[Exercise passage — start]
Willow Tree Growing: Learn How To Grow A Willow Tree

willow-tree
Image by Jim Van Meggelen

By Bonnie L. Grant

Willow trees are suitable for moist sites in full sun. They perform well in almost any climate, but the limbs and stems are not strong and may bend and break in storms. There are many types of willow trees for the home landscape. Learn how to grow a willow tree for a fast growing, easy-to-care for screen or specimen tree.

Types of Willow Trees

There are tree and shrub willows, all of which are characterized by their love for moist soil and rangy, sometimes invasive root systems. You may even find a willow tree growing at the edge of a stream or river. Weeping and pussy willows are probably two of the better-known types of willow trees, but there are many others.

  • Weeping willows – Weeping willows have graceful arching stems that dangle delicately and shiver in the breeze.
[Exercise passage — finish]
[Dataset excerpts — start]
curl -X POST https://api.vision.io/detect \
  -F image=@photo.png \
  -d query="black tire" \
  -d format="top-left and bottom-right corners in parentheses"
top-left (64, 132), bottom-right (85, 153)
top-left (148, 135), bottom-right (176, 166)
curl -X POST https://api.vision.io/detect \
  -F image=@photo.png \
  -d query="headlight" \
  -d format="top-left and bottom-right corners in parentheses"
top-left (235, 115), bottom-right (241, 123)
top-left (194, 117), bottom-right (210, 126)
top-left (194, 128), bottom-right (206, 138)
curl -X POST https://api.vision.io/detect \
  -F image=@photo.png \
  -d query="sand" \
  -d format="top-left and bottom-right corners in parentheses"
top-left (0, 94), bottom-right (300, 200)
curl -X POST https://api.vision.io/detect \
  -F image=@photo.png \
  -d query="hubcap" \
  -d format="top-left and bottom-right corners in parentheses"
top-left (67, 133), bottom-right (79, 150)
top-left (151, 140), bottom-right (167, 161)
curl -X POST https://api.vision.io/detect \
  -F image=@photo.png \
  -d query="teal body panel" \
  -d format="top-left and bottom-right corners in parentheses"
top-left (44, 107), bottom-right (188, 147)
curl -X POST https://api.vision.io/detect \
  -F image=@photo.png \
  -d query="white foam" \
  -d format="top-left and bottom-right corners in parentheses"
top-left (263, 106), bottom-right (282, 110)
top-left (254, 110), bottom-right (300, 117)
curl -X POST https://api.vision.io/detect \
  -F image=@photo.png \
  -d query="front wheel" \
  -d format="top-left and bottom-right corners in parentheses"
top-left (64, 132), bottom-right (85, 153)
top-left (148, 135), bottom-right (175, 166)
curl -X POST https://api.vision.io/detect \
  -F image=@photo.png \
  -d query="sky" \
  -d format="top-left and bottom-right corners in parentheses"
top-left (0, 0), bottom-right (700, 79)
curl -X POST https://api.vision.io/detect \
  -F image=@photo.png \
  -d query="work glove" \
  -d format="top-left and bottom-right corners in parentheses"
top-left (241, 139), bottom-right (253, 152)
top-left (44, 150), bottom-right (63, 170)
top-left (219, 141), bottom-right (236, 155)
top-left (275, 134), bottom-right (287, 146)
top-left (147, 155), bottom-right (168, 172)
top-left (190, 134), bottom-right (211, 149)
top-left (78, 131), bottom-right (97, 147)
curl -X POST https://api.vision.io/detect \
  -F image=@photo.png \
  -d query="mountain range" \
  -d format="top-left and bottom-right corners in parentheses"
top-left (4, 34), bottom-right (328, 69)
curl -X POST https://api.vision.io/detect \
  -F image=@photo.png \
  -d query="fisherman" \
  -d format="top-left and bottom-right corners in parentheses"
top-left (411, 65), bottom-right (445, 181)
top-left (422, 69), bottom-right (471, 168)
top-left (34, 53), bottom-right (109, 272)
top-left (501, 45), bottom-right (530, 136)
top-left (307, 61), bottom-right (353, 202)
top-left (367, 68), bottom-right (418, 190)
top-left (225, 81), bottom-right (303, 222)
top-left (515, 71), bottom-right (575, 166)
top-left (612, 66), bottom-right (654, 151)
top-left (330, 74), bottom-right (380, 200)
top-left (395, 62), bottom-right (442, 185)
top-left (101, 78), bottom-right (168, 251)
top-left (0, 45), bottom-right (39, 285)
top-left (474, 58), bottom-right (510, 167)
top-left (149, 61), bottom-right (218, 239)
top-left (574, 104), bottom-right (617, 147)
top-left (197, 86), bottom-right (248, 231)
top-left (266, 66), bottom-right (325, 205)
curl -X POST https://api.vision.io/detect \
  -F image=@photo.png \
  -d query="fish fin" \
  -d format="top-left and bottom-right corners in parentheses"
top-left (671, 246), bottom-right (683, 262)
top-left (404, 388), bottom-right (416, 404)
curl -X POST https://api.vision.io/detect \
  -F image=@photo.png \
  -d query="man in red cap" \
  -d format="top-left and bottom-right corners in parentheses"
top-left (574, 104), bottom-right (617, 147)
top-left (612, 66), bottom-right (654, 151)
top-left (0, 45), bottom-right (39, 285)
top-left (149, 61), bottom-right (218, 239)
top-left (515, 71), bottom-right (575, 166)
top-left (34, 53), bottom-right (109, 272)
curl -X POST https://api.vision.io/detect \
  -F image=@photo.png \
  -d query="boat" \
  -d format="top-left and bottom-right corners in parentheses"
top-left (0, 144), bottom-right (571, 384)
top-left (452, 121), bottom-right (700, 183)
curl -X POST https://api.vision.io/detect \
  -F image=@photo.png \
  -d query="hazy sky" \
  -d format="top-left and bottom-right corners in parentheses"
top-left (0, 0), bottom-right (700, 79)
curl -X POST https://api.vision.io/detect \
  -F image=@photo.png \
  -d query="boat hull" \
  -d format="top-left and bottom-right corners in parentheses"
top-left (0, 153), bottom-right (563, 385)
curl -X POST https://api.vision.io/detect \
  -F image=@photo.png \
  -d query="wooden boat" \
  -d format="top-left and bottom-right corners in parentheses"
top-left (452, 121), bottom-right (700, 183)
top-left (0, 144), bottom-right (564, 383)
[Dataset excerpts — finish]
# Action item A:
List every kind of willow named in the willow tree article.
# Action item B:
Extend the willow tree article from its last line onward.

# Written answer A:
Tree willows, shrub willows, weeping willows, pussy willows

# Written answer B:
  • Pussy willows Pussy willows put on a spring display of fuzzy buds that are charming and reminiscent of childhood.
  • Gold or White willows – Golden and white willows are introduced species from Europe and often used as screens and part of shelterbelts.
  • Black willows – Black willows are native to parts of North America and common along waterways.
  • Corkscrew willows – Corkscrew willows have attractive decorative stems, which spiral appealingly and provide interest in winter.

How to Grow a Willow Tree

You can grow a willow tree from cuttings. Take a cutting from a live terminal branch that is 18 inches long. Insert the cut end into moist soil in a pot with good drainage or straight into garden soil. Keep it moderately moist until the cutting roots.

A more common method of willow tree growing is from bare root trees that are at least one year old. These need to have the roots soaked in a bucket before planting and soil worked to twice the depth and diameter of the root spread. Push soil in and around the roots when planting willow trees, and water the soil in well. Thereafter, follow good willow tree care for a fast growing tree or shrub.

Planting Willow Trees

Consider carefully where you plant your tree or shrub. Not all types of willow tree are invasive, but many are and you do not want their root system all over your planting bed.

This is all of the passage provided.